### SOURCE PASSAGE

Bite Size: April 11, 2012


Carol Smaglinski April 11th, 2012

Spring means in-season fruits and veggies and the opening of farmers’ markets!

To market! 

From 8 a.m. to 1 p.m. Saturday, Customer Appreciation Day at the OSU-OKC farmers’ market kicks off extended shopping hours during spring and summer.

While you’re there, stop by the spring plant sale in the campus greenhouse. The sale runs 8 a.m.-1 p.m. Saturday; 9 a.m.-3 p.m. April 19-20; and 8 a.m.-1 p.m. April 21.

Beer me

The annual Beer Sprocket, benefiting the Rotary Club of eastern Oklahoma County, will feature 100 beers from around the world, as well as foods of Old Germany Restaurant and other local favorites, held from 4 to 8 p.m. Saturday at the Choctaw Creek Park Pavilion in Choctaw.

Tickets are $50. For more information or tickets, visit oldgermany.com.

A real corker

The Oklahoma Museum Association will host the Wine and Palette fundraiser 2-5 p.m. Saturday at Put a Cork in It, 115 E. California.

Guests will have the chance to create their own piece of art to take home, fashioned after the “Red Tree” masterpiece, while delighting in Oklahoma wines and hors d’ oeuvres.

Funds support Oklahoma museums. Tickets are $100 and includes canvas, paint, brushes, easel, aprons, art instruction, wine and food. Get them at okmuseums.org or call 424-7757.

Going for the gold

Chef Mark Cochran of Platt College recently returned from Idaho State University, where he was on an American Culinary Federation Education Foundation accreditation team. Now, he and his culinary team are off to Detroit to compete in an American Culinary Federation regional championship.

The winners will advance to the national competition in July in Orlando, Fla.

Striking oil

Think you know all about olive oil? Hang on a sec, as Forward Foods, 123 E. Main Street in Norman, will be conducting a class 7 p.m. Friday on the most versatile of all oils.

The class lets students discover just what qualities to look for in a good olive oil. For more information, call Bailey Schreier at 321-1007 or email bailey@forwardfoods.com.

### WHAT THIS TASK INVOLVES
Please list every section heading in the Bite Size column. The entries that come after the Bite Size column are separate material and unrelated to it.

### RECORDED INFORMATION

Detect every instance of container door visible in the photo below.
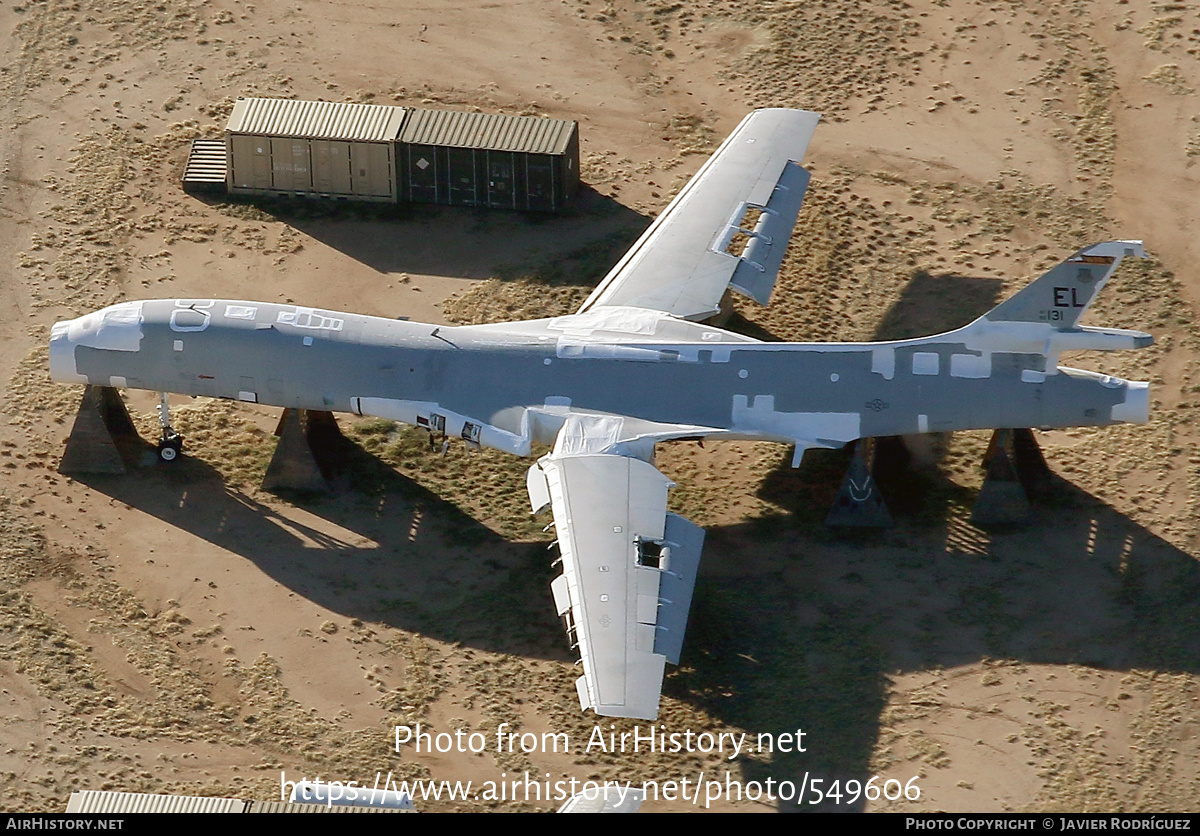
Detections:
[312,139,334,194]
[366,143,395,198]
[229,134,271,188]
[404,145,438,203]
[329,142,354,194]
[527,154,554,212]
[485,151,516,209]
[270,138,312,192]
[446,148,478,206]
[312,139,352,194]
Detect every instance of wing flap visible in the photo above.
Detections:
[580,109,820,319]
[529,453,703,720]
[730,162,811,305]
[654,513,704,664]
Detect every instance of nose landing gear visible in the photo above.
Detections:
[156,392,184,462]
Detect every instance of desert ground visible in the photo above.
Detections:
[0,0,1200,812]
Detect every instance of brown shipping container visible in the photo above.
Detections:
[226,98,406,203]
[396,108,580,212]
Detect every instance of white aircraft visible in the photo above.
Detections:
[50,109,1152,718]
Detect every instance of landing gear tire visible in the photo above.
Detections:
[158,433,184,462]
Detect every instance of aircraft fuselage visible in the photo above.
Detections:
[50,300,1148,455]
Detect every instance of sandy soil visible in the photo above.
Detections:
[0,0,1200,811]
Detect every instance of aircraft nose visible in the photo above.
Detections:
[1112,380,1150,423]
[50,302,143,383]
[50,313,88,383]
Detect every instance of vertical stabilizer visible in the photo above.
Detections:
[984,241,1146,330]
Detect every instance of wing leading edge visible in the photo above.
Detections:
[528,419,704,720]
[580,109,820,319]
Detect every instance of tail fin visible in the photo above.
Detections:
[983,241,1146,331]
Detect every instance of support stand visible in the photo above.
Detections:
[59,385,140,474]
[262,409,342,493]
[971,428,1050,525]
[826,438,892,528]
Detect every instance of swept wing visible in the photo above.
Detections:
[580,109,820,319]
[528,416,704,720]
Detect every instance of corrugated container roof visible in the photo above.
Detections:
[400,108,575,154]
[67,789,246,813]
[246,801,415,813]
[226,98,404,143]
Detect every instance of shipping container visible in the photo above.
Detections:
[226,98,406,203]
[396,108,580,211]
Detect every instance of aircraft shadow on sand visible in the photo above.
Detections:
[75,415,1200,811]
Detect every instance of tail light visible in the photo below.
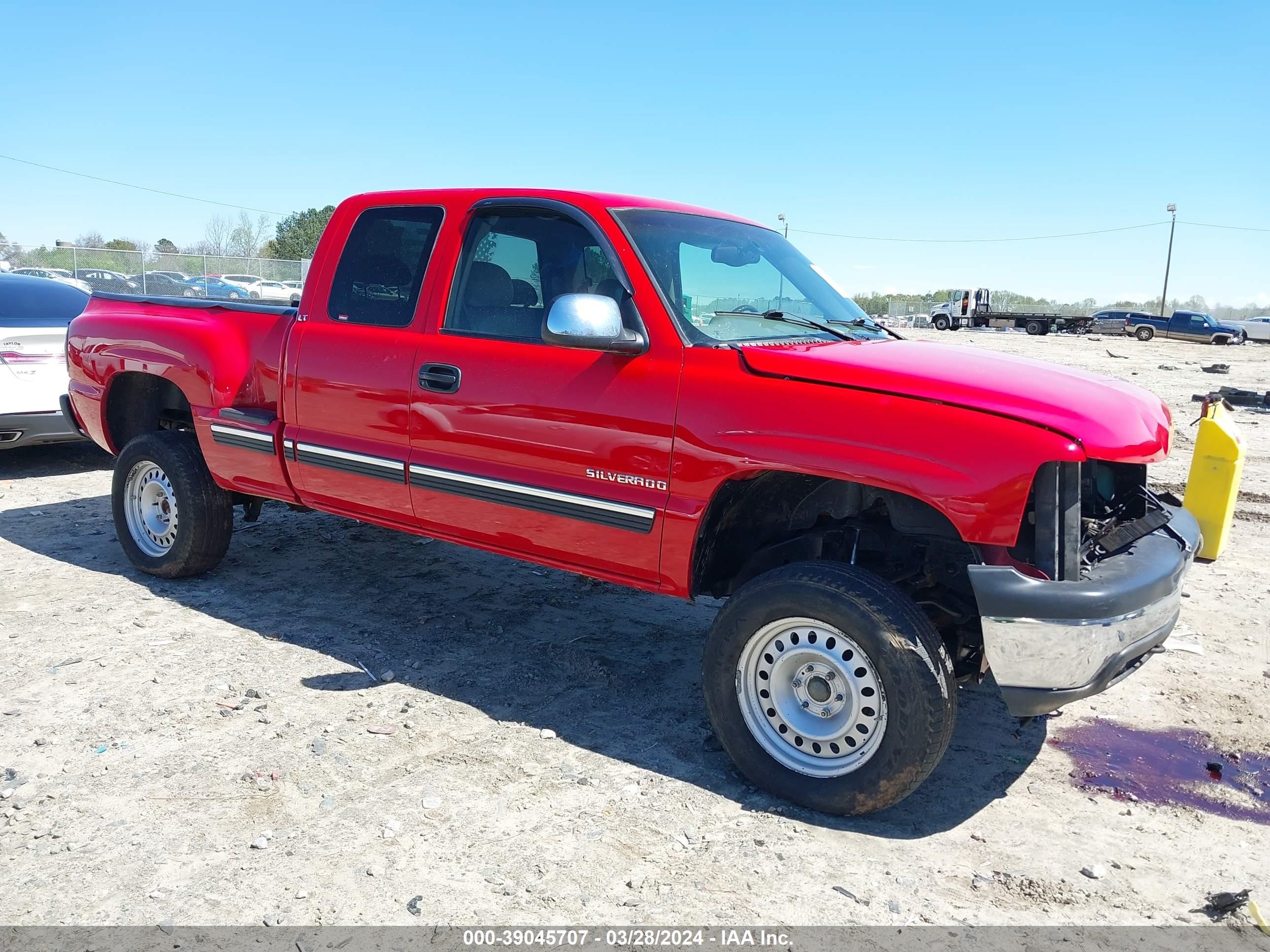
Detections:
[0,350,66,366]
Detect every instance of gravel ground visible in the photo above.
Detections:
[0,331,1270,925]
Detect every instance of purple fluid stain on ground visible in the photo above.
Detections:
[1049,720,1270,825]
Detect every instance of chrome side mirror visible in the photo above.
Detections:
[542,295,648,354]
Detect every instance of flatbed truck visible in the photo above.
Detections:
[931,288,1095,337]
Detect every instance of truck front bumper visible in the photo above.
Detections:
[970,508,1201,717]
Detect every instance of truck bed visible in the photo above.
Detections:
[93,291,298,316]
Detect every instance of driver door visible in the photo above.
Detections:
[409,202,682,580]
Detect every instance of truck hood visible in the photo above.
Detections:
[738,340,1172,463]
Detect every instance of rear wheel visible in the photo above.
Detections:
[703,562,956,815]
[110,430,234,579]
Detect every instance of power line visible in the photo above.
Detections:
[0,155,286,218]
[790,221,1168,245]
[1177,221,1270,231]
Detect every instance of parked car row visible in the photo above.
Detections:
[13,268,304,305]
[1092,308,1255,344]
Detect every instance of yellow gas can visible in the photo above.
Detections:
[1182,400,1243,558]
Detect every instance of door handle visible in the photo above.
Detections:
[419,363,463,394]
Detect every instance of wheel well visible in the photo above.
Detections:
[692,471,982,677]
[106,371,194,452]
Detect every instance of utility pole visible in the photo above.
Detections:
[776,212,790,311]
[1160,203,1177,320]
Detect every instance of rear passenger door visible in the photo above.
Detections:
[283,205,442,525]
[410,201,682,580]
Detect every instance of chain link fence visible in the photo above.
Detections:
[0,244,309,304]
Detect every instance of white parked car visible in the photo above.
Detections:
[1222,315,1270,344]
[0,274,89,449]
[256,280,300,305]
[11,268,93,295]
[221,274,264,297]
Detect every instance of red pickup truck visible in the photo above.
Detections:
[66,189,1199,814]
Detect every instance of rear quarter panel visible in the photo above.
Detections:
[66,297,293,491]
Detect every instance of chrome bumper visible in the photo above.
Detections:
[970,509,1200,717]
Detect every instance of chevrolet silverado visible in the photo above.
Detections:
[68,189,1199,814]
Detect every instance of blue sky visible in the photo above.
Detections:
[0,0,1270,305]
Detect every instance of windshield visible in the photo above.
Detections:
[0,274,88,328]
[613,208,888,344]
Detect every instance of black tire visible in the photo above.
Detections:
[110,430,234,579]
[703,562,956,816]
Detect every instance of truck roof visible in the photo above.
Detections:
[352,188,774,231]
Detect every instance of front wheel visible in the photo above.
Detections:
[703,562,956,816]
[110,430,234,579]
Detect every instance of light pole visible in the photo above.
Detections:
[1160,202,1177,320]
[776,212,790,311]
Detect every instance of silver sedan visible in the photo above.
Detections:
[1223,315,1270,344]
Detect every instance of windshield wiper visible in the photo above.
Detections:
[715,311,855,340]
[829,317,903,340]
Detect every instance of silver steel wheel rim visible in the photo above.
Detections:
[737,618,886,777]
[123,460,178,558]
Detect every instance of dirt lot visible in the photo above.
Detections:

### FINAL ANSWER
To market!
Beer me
A real corker
Going for the gold
Striking oil